> Goal: List every line in the entries below that contains the word "exposed". Matching is case-sensitive.

Location annotation dataset excerpts:
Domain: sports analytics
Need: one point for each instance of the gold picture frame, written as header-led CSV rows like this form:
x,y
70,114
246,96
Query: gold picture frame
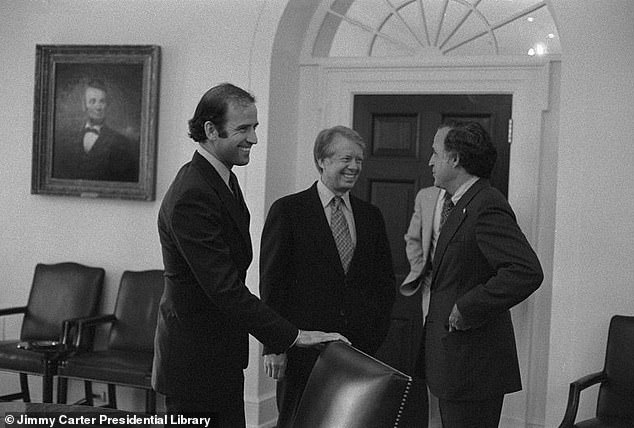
x,y
95,121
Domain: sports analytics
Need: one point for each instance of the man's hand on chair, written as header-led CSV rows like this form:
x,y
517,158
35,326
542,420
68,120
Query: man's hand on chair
x,y
311,338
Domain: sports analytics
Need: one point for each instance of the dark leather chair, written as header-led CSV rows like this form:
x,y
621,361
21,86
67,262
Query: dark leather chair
x,y
615,403
349,389
127,358
59,291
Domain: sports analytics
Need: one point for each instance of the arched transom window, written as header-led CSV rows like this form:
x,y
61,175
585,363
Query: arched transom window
x,y
382,28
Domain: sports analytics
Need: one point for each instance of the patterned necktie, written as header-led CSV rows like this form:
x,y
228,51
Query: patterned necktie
x,y
341,233
235,189
447,206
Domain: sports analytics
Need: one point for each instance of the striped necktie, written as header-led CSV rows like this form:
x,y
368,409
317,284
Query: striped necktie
x,y
341,233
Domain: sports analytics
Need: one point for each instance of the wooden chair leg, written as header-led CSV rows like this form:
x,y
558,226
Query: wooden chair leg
x,y
62,390
24,386
88,393
112,396
150,402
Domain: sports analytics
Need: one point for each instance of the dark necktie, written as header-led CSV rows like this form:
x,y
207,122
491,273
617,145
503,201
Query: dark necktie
x,y
91,129
235,189
340,232
447,206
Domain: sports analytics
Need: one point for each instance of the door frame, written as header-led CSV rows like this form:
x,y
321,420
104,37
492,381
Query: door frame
x,y
326,96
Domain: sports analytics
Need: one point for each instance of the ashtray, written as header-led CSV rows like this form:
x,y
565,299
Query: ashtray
x,y
41,345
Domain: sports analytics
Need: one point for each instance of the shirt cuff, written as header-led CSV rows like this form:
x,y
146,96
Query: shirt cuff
x,y
296,339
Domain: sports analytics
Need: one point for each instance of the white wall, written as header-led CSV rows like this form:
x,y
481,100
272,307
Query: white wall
x,y
203,42
593,269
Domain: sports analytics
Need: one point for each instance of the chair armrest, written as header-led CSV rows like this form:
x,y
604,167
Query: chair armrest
x,y
574,394
74,329
11,311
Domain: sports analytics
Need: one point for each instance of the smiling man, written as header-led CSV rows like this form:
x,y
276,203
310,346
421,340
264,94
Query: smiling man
x,y
325,263
206,312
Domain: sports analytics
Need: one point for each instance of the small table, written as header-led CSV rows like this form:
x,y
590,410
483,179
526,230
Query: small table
x,y
52,351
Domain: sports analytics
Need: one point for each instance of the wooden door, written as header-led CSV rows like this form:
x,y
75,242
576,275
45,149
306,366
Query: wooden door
x,y
399,131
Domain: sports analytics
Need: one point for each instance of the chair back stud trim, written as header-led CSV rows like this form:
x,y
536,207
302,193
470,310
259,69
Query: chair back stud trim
x,y
403,401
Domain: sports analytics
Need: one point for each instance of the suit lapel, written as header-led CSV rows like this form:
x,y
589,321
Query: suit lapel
x,y
362,228
240,217
454,221
427,219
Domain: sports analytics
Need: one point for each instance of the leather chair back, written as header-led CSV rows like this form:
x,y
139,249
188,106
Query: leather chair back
x,y
60,291
136,311
616,396
348,388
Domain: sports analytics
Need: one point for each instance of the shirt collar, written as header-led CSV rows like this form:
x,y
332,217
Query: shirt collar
x,y
326,195
221,168
463,189
97,127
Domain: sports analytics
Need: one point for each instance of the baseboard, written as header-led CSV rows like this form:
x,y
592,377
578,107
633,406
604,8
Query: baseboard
x,y
507,422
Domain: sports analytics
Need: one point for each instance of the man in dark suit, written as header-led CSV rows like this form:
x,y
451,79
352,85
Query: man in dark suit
x,y
325,264
92,150
482,266
206,312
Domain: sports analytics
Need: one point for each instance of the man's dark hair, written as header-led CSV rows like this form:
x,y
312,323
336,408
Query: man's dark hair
x,y
473,145
213,107
323,143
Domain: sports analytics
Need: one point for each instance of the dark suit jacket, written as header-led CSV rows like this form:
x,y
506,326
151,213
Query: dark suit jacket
x,y
302,278
206,310
112,158
484,263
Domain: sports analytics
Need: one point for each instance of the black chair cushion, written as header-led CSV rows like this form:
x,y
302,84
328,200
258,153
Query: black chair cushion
x,y
350,389
20,360
136,311
113,366
59,292
605,423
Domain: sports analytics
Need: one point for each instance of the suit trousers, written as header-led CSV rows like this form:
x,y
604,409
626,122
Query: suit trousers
x,y
471,414
289,393
225,413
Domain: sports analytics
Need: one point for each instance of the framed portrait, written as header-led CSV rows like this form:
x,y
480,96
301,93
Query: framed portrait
x,y
95,121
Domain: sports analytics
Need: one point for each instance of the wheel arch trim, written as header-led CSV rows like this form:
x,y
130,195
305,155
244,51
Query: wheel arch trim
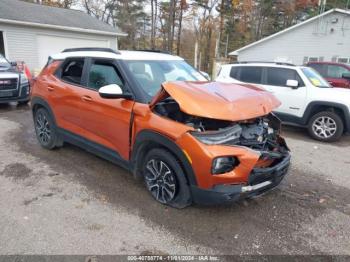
x,y
147,137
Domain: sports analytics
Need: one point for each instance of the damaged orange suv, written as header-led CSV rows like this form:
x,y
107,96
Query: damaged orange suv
x,y
189,139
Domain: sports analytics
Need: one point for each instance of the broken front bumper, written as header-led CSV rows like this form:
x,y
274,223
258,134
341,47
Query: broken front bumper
x,y
260,181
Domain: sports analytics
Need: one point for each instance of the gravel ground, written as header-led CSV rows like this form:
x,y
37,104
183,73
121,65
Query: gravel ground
x,y
68,201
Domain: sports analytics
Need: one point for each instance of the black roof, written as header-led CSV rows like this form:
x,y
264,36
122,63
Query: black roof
x,y
36,13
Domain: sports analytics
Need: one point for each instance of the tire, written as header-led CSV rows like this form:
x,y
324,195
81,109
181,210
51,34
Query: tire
x,y
165,179
326,126
45,129
22,103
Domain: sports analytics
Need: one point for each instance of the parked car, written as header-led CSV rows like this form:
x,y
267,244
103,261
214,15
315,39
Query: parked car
x,y
337,74
152,113
308,100
14,85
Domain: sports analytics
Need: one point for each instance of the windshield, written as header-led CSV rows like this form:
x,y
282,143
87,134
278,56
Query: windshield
x,y
315,78
4,62
151,74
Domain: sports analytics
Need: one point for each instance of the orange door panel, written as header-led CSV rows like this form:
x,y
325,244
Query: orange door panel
x,y
64,99
106,121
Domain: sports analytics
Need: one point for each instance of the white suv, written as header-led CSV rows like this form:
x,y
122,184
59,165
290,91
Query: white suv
x,y
307,99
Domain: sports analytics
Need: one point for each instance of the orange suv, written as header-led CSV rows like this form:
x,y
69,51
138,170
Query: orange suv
x,y
189,139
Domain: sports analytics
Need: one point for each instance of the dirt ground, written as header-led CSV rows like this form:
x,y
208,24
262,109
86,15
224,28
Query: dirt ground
x,y
68,201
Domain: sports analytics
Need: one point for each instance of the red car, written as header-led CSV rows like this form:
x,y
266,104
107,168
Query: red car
x,y
337,74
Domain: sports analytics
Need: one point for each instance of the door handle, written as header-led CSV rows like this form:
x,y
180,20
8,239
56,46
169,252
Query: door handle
x,y
86,98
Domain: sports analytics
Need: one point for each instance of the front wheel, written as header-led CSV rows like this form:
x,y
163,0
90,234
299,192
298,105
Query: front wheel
x,y
326,126
165,179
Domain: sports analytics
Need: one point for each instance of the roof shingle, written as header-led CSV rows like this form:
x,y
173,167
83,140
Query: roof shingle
x,y
35,13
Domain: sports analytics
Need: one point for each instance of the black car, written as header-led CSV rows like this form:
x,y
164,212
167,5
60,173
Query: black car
x,y
14,85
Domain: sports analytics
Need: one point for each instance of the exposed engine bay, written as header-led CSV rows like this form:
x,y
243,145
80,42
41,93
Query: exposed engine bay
x,y
260,134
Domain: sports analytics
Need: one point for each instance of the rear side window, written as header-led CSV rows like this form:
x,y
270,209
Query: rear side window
x,y
234,72
279,76
251,74
321,68
72,71
334,71
102,74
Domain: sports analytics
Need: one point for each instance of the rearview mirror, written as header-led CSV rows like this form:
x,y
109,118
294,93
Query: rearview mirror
x,y
292,83
346,76
113,91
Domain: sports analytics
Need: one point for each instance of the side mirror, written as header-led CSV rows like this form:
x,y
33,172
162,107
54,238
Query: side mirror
x,y
292,83
113,91
346,76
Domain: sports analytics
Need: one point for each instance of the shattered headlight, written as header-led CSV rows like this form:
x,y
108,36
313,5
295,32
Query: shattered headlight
x,y
229,135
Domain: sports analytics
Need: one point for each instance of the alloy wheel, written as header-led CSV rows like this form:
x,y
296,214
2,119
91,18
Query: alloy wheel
x,y
43,128
324,127
160,181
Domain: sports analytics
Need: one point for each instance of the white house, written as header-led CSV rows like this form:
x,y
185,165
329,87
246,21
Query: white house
x,y
322,38
31,32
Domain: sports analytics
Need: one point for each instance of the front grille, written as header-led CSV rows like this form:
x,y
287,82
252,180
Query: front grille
x,y
8,84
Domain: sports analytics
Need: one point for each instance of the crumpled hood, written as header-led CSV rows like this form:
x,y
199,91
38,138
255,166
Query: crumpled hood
x,y
232,102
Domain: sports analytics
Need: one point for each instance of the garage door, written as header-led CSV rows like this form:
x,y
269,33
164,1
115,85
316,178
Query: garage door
x,y
48,45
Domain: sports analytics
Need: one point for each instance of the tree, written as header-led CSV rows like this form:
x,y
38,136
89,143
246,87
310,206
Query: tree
x,y
56,3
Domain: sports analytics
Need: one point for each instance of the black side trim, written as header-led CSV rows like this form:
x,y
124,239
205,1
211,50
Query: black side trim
x,y
146,138
98,49
94,148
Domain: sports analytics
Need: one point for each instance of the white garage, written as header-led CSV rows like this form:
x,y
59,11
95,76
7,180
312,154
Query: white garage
x,y
31,32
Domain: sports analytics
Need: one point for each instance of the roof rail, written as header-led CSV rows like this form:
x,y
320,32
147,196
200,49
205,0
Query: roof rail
x,y
98,49
264,62
154,51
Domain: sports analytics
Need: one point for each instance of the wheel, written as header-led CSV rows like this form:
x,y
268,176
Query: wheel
x,y
326,126
165,179
45,129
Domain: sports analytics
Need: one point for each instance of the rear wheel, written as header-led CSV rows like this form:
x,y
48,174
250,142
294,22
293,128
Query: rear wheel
x,y
326,126
25,102
45,129
165,179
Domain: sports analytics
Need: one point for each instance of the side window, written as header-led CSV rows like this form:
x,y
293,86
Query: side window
x,y
334,71
251,74
234,72
279,76
321,68
103,73
73,70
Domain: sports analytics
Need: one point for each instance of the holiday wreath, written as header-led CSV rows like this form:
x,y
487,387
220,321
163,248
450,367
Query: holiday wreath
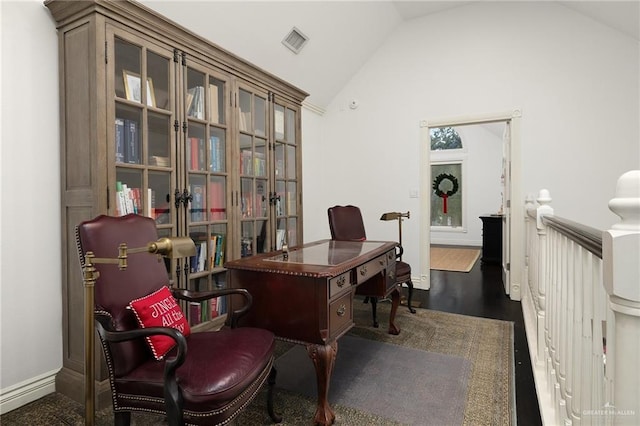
x,y
445,194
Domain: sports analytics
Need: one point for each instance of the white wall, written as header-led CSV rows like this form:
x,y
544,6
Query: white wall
x,y
30,306
575,80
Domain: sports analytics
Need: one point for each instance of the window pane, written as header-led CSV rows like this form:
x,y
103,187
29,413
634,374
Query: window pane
x,y
444,138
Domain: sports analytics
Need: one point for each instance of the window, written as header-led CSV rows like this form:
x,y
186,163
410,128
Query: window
x,y
444,138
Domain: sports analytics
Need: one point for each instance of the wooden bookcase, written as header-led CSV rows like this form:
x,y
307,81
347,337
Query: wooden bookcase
x,y
158,121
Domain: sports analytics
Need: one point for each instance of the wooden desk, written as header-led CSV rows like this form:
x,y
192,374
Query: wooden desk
x,y
308,298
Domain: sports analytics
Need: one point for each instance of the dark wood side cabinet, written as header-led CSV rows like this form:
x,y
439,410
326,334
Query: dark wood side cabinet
x,y
491,238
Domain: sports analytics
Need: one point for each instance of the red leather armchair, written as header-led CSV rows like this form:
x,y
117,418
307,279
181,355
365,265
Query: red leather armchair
x,y
345,223
208,378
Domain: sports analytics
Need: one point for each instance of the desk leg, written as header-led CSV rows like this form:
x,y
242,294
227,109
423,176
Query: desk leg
x,y
395,301
323,358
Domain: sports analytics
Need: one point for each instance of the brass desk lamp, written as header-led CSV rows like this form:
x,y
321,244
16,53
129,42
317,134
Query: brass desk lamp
x,y
394,216
173,248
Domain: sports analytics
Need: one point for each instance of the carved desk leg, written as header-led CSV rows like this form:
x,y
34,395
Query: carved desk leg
x,y
323,358
395,301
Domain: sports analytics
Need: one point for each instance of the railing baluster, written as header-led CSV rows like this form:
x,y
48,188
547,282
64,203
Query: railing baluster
x,y
582,312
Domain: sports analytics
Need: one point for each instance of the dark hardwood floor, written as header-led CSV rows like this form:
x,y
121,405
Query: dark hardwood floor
x,y
480,293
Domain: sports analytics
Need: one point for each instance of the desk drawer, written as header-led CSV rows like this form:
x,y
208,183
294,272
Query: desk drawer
x,y
371,268
340,283
341,314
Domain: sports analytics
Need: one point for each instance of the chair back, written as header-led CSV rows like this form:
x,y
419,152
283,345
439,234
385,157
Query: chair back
x,y
346,224
114,289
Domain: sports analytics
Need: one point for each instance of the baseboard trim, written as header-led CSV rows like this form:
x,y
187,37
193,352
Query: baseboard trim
x,y
28,391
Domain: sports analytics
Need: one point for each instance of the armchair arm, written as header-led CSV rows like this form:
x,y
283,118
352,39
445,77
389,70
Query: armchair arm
x,y
172,393
198,296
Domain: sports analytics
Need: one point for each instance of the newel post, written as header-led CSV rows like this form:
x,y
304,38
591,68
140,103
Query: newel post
x,y
621,276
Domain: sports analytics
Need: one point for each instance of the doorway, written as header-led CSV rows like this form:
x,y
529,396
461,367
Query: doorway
x,y
512,230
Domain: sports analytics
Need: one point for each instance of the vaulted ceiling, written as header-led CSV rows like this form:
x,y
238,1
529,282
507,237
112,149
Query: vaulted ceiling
x,y
342,34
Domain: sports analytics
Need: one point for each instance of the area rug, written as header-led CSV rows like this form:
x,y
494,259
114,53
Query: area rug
x,y
378,377
453,259
484,345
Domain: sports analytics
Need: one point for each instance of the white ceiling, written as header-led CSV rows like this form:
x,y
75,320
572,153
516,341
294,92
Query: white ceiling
x,y
343,34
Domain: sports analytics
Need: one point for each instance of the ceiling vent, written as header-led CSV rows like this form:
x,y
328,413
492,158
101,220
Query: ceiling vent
x,y
295,40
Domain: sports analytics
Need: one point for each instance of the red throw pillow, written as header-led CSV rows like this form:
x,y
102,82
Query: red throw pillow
x,y
160,309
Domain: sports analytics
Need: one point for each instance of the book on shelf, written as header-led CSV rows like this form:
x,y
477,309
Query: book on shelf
x,y
217,203
213,307
245,121
198,262
214,112
216,250
279,123
157,160
280,238
132,142
246,162
196,153
197,203
150,204
120,141
128,200
216,155
195,313
220,249
195,102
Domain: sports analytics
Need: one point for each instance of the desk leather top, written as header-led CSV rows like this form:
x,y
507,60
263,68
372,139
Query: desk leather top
x,y
324,258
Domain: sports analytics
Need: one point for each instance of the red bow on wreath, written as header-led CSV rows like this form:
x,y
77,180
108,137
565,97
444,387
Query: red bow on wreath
x,y
445,194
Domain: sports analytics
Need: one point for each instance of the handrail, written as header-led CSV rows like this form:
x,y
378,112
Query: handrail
x,y
586,236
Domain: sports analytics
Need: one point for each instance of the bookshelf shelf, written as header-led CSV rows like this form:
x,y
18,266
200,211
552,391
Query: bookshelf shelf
x,y
157,121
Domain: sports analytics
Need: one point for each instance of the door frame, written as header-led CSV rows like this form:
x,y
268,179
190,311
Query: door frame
x,y
513,259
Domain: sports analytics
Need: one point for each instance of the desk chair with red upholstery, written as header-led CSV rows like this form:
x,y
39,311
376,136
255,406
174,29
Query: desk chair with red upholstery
x,y
208,377
346,224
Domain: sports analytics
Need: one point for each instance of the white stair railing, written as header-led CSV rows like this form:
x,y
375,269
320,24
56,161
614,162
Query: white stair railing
x,y
581,306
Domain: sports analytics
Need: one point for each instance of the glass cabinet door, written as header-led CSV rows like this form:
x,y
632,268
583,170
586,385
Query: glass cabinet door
x,y
207,179
253,169
286,158
143,135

> Completed task:
Need: one point for each instance of the exposed engine bay, written as header-led CSV rows like this form:
Query: exposed engine bay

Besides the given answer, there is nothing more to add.